++++ DOCUMENT EXTRACT

FIG. 4A shows a top front right perspective view of a separate toolless fastener of the clamp assembly of FIG. 1 in a locked position.

FIG. 4B shows a top front right perspective view of the separate toolless fastener of FIG. 4A with a housing and a resilient rim being omitted.

FIG. 5A shows a bottom front left perspective view of a clamp assembly and an accessory in a first configuration, in accordance with a second embodiment of the present technology with a clamping component of the clamping assembly being shown in transparency.

FIG. 5B shows a bottom front left perspective view of the clamp assembly and the accessory of FIG. 5A in a second configuration, with the clamping component being shown in transparency.

FIG. 6A shows a bottom front left perspective view of a clamp assembly and an accessory in a first configuration, in accordance with a third embodiment of the present technology.

FIG. 6B shows a bottom front left perspective view of the clamp assembly and the accessory of FIG. 6A in a second configuration.

FIG. 7A shows a bottom front left perspective view of a clamp assembly and an accessory in a first configuration, in accordance with a fourth embodiment of the present technology, with a clamping component of the clamping assembly being shown in transparency.

FIG. 7B shows a bottom front left perspective view of the clamp assembly and the accessory of FIG. 7A in a second configuration, with the clamping component being shown in transparency.

FIG. 8A shows a bottom front left perspective view of a clamp assembly and an accessory in a first configuration, in accordance with a fifth embodiment of the present technology, with a clamping component of the clamping assembly being shown in transparency.

FIG. 8B shows a bottom front left perspective view of the clamp assembly and the accessory of FIG. 8A in a second configuration, with the clamping component being shown in transparency.

FIG. 9 shows a bottom front left perspective view of a clamp assembly and an accessory in a first configuration, in accordance with a sixth embodiment of the present technology, with a clamping component of the clamping assembly being shown in transparency.

++++++++
++++ INFORMATION SUPPLIED

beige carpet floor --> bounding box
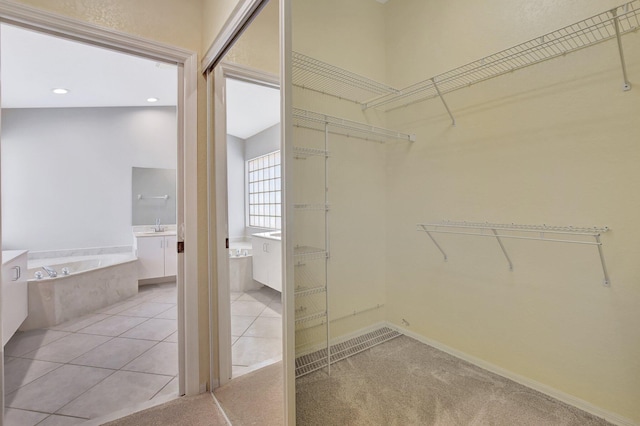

++++++++

[GOALS]
[1] In the clamp assembly figure descriptions, transcribe the part that opens with the words containing "FIG. 5B shows" and closes with "a second configuration.".
[2] From the clamp assembly figure descriptions, list every figure that shows a clamping component in transparency.

[ANSWERS FOR THE TASKS]
[1]
FIG. 5B shows a bottom front left perspective view of the clamp assembly and the accessory of FIG. 5A in a second configuration, with the clamping component being shown in transparency.

FIG. 6A shows a bottom front left perspective view of a clamp assembly and an accessory in a first configuration, in accordance with a third embodiment of the present technology.

FIG. 6B shows a bottom front left perspective view of the clamp assembly and the accessory of FIG. 6A in a second configuration.

[2]
FIG. 5A
FIG. 5B
FIG. 7A
FIG. 7B
FIG. 8A
FIG. 8B
FIG. 9